─── Source document ───

How do i convert hdb file? ... believed to be from act! source

Any ideas ?
I think the original source was a goldmine database, looking around it appears that the file was likely built using an application called ACT which I gather is a huge product I don't really want to be deploying for a one off file total size less than 5 meg.
So ...
Anyone know of a simple tool that I can run this file through to convert it to a standard CSV or something?
It does appear to be (when looking at it in notepad and excel) in some sort of csv type format but it's like the data is encrypted somehow.
Ok this is weird,
I got a little confused because the data looked a complete mess, in actual fact the mess was the data, that's what it was meant to look like.
Simply put, i opened the file in notepad, seemed to have a sort of pattern so i droppped it on excel.
Apparently excel has no issues reading these files ... strange huh !!!
I am unaware of any third party tooling for opening these files specifically, although there is an SDK available for C# which could resolve your problem with a little elbow grease.
The SDK can be aquired for free Here
Also there is a developer forum which could provide some valuable resources including training material with sample code Here
Resources will be provided with the SDK
Also, out of interest since ACT is a Sage product have you any Sage software floating about which you could attempt to access the data with? Most offices have!
Failing all of the above there is a trial available for ACT! Here!
Good luck with your problem!

─── Material supplied ───

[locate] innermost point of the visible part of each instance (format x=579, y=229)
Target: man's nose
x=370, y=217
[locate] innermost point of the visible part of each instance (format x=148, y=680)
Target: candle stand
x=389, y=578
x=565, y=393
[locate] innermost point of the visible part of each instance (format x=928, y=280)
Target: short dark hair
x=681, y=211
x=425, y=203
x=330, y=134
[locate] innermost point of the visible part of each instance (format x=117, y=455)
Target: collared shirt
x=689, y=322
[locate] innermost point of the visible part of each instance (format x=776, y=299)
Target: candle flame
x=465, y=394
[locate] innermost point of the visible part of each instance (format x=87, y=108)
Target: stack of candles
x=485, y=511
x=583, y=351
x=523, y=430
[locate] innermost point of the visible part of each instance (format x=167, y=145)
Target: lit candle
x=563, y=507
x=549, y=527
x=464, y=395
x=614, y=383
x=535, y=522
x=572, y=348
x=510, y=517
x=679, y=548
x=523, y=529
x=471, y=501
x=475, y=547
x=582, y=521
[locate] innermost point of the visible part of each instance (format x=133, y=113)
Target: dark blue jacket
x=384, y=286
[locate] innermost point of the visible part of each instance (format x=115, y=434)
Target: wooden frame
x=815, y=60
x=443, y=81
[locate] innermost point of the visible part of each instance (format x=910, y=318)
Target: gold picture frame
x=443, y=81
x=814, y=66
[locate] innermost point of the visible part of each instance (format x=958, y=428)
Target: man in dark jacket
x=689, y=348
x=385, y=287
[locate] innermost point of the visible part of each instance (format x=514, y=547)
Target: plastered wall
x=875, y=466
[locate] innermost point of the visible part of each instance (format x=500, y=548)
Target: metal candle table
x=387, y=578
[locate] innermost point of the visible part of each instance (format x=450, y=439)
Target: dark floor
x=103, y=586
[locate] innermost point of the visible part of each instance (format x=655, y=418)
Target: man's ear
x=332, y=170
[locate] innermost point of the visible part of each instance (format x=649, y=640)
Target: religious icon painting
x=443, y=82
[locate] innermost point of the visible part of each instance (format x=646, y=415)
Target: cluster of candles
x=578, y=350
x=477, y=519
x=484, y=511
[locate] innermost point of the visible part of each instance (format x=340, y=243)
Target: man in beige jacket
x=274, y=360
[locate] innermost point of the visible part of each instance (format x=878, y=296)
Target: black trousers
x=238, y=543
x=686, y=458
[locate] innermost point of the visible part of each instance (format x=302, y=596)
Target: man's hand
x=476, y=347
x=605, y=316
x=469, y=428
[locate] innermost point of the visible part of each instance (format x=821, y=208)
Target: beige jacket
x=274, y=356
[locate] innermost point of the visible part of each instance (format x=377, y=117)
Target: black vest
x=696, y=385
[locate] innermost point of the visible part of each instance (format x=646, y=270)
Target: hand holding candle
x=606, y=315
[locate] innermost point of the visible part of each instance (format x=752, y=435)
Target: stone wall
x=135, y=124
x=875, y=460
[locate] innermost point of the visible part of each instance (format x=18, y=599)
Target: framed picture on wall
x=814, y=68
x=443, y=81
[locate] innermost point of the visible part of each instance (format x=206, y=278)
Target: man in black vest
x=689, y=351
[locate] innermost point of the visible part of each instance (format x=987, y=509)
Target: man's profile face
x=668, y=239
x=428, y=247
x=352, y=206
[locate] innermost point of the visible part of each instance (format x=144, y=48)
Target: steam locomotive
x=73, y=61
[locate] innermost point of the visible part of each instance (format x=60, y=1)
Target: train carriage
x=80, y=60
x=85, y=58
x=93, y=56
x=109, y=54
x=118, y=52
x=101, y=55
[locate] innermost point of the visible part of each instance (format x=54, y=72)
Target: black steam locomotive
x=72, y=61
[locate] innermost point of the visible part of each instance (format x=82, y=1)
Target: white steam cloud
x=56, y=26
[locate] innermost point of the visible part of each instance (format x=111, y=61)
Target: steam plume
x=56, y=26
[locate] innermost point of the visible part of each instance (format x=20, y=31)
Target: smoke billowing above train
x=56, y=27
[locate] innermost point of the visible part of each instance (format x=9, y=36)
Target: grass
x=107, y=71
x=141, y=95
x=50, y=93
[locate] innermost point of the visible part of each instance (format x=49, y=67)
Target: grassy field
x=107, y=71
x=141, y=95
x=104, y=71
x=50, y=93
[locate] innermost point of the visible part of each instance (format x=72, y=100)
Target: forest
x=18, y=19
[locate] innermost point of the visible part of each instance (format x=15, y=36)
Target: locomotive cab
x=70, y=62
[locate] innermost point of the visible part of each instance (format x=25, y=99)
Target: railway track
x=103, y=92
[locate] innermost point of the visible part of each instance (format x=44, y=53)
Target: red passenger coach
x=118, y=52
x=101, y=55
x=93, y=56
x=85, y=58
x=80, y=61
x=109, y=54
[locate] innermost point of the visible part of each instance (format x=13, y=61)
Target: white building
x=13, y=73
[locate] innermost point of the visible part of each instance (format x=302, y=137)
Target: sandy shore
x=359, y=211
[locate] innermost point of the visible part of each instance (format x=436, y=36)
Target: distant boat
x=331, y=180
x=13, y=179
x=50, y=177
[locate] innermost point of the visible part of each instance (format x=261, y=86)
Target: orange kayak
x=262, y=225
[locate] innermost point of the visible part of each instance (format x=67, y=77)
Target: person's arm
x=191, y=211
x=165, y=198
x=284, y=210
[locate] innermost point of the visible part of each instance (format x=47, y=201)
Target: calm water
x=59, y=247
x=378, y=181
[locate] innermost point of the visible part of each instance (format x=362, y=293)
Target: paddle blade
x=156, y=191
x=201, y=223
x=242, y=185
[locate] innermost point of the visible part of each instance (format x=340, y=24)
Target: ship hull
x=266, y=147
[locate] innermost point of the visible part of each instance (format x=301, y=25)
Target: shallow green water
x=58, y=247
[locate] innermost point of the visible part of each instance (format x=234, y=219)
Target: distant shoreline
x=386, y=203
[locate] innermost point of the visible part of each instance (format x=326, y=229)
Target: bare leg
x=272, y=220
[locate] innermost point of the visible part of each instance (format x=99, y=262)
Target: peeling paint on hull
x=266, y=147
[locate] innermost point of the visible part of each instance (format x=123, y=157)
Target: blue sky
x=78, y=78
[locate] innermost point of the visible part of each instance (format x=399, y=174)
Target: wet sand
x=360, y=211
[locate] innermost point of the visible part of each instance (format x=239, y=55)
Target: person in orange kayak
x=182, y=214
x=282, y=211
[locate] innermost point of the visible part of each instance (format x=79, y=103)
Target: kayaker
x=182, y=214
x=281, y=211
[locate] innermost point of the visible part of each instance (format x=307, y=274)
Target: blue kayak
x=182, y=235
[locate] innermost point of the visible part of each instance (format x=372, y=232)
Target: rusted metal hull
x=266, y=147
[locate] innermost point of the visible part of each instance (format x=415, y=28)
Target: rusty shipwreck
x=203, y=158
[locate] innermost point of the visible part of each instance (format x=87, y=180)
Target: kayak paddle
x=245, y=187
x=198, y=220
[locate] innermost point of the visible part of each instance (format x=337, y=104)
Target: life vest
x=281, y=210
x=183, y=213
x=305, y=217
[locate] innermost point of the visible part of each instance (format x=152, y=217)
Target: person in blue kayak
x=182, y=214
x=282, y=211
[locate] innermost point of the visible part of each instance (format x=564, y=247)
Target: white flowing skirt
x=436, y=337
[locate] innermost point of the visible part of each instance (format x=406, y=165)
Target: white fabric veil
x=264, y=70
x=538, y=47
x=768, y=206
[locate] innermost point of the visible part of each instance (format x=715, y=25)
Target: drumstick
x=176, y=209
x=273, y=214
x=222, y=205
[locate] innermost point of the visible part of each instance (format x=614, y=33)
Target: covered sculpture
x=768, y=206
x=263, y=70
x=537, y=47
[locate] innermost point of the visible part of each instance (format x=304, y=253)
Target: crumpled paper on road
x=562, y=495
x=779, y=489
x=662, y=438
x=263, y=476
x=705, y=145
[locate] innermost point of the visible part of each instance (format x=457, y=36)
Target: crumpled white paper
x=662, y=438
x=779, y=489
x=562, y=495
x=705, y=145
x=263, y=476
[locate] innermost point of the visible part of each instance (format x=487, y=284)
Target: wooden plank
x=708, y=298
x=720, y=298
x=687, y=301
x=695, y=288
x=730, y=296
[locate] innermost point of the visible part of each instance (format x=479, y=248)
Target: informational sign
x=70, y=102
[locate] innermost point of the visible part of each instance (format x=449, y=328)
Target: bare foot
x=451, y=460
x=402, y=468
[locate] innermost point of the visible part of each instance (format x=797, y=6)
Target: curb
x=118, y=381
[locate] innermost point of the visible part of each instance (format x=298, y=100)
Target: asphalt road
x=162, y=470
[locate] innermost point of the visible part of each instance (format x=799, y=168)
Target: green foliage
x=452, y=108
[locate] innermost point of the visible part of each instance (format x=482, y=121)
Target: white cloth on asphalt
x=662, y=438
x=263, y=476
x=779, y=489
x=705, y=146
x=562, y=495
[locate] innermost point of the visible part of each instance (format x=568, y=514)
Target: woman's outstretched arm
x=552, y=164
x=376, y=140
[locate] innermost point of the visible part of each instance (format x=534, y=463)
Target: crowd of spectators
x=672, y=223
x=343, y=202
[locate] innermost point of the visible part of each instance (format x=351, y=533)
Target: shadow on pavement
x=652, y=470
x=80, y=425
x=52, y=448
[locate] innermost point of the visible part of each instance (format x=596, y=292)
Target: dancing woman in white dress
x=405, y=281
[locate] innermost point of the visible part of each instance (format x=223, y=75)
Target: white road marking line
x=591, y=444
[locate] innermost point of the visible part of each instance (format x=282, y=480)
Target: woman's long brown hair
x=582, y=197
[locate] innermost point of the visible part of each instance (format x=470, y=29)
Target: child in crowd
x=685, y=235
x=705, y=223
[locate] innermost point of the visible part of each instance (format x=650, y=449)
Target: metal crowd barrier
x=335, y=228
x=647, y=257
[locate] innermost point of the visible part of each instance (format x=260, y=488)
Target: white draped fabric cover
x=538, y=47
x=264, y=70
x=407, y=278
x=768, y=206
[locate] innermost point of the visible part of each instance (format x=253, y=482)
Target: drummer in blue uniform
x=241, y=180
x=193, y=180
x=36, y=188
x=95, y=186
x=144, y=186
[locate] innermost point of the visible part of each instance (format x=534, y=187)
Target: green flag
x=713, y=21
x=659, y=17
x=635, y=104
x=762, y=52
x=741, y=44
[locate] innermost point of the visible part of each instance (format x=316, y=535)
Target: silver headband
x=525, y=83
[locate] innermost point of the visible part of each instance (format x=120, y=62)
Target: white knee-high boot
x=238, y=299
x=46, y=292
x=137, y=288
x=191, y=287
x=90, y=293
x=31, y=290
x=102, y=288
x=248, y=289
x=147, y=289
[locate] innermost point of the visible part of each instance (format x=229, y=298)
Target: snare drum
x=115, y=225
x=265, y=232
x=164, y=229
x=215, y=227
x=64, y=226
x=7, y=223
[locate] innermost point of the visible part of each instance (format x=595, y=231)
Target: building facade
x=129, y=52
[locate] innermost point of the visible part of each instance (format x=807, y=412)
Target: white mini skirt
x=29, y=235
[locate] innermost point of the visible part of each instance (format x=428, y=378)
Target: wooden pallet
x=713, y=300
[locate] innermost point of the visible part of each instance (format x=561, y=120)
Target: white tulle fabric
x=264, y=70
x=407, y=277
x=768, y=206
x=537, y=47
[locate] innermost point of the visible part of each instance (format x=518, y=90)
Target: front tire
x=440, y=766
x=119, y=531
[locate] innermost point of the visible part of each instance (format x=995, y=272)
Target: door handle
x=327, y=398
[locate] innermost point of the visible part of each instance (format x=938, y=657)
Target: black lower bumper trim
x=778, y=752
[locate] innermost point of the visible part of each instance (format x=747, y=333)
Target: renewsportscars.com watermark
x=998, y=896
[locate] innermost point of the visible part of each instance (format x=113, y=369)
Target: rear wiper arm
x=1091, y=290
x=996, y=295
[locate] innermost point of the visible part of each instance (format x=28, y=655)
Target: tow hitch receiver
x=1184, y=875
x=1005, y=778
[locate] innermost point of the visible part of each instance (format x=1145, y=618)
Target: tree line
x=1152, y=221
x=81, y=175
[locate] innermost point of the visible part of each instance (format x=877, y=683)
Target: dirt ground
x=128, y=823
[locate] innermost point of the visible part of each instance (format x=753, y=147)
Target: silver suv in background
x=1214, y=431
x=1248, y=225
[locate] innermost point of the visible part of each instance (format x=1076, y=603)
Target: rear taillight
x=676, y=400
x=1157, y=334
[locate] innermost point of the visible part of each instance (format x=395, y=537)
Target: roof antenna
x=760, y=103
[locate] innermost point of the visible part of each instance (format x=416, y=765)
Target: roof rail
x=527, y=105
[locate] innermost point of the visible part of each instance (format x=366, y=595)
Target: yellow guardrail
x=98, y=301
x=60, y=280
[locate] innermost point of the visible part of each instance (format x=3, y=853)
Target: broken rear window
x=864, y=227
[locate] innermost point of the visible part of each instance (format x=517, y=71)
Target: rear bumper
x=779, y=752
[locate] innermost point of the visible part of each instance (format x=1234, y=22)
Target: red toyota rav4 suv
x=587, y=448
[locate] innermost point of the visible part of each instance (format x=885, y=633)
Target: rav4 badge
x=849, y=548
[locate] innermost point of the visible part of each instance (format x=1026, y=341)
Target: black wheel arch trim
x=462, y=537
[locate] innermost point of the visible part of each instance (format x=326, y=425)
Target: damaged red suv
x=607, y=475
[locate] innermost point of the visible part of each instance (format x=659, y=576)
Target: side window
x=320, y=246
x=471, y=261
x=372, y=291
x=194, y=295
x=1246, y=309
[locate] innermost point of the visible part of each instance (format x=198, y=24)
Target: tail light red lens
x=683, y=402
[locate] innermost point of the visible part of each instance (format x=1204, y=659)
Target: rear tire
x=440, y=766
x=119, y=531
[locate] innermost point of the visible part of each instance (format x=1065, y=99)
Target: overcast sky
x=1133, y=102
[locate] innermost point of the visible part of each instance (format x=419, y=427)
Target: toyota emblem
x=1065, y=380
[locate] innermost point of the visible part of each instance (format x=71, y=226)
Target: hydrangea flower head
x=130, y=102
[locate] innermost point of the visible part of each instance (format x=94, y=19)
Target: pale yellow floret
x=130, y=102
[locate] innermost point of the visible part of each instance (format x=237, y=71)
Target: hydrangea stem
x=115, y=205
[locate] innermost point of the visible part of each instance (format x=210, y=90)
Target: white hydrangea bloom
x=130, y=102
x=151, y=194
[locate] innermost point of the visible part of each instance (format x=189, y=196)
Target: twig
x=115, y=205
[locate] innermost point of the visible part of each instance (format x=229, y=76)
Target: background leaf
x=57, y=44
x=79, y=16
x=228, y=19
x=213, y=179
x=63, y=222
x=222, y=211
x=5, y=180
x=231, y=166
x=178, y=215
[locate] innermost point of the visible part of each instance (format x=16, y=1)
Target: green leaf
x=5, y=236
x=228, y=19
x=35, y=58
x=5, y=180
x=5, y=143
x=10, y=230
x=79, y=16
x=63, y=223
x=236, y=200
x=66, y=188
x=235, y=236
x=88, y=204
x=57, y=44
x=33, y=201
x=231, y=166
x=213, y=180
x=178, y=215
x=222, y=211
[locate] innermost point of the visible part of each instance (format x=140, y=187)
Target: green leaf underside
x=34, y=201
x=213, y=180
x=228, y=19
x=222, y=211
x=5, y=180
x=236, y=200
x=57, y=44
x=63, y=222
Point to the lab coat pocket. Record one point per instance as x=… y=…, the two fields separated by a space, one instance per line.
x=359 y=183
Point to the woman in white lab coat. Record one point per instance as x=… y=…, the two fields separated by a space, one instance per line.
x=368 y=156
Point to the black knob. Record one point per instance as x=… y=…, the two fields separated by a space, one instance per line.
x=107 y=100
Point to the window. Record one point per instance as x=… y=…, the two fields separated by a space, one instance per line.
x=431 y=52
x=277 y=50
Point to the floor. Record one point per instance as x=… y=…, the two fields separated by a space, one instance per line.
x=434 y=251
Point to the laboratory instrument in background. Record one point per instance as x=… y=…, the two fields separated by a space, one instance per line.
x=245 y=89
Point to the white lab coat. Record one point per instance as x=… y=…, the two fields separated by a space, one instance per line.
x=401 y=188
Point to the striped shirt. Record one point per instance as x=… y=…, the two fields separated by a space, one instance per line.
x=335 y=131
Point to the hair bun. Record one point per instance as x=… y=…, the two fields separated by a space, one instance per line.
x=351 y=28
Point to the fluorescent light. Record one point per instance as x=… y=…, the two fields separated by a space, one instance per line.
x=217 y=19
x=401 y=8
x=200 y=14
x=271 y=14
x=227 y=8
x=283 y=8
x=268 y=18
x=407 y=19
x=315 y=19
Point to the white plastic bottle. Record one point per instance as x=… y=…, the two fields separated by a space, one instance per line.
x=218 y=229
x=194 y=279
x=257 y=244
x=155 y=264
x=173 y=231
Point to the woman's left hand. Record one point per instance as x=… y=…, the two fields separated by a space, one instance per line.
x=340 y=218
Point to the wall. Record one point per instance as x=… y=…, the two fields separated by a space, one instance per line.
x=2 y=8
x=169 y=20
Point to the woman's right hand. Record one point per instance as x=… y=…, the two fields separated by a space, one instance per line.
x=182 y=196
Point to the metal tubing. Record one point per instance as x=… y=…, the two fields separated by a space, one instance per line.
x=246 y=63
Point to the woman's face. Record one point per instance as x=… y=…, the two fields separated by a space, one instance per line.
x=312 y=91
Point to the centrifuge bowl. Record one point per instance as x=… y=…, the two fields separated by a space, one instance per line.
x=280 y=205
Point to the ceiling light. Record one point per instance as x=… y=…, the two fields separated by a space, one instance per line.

───

**Challenges**.
1) Swap "notepad" for "WordPad" and write out the forum thread about the hdb file from "It does appear" to "it on excel.".
2) According to the forum thread about the hdb file, why does the original poster not want to deploy ACT?
These lines were taken from a different source than the forum thread.

**Per-task answers**.
1)
It does appear to be (when looking at it in WordPad and excel) in some sort of csv type format but it's like the data is encrypted somehow.
Ok this is weird,
I got a little confused because the data looked a complete mess, in actual fact the mess was the data, that's what it was meant to look like.
Simply put, i opened the file in WordPad, seemed to have a sort of pattern so i droppped it on excel.

2) The poster says ACT appears to be a huge product. The poster does not want to deploy something that large for a one-off file whose total size is less than 5 meg.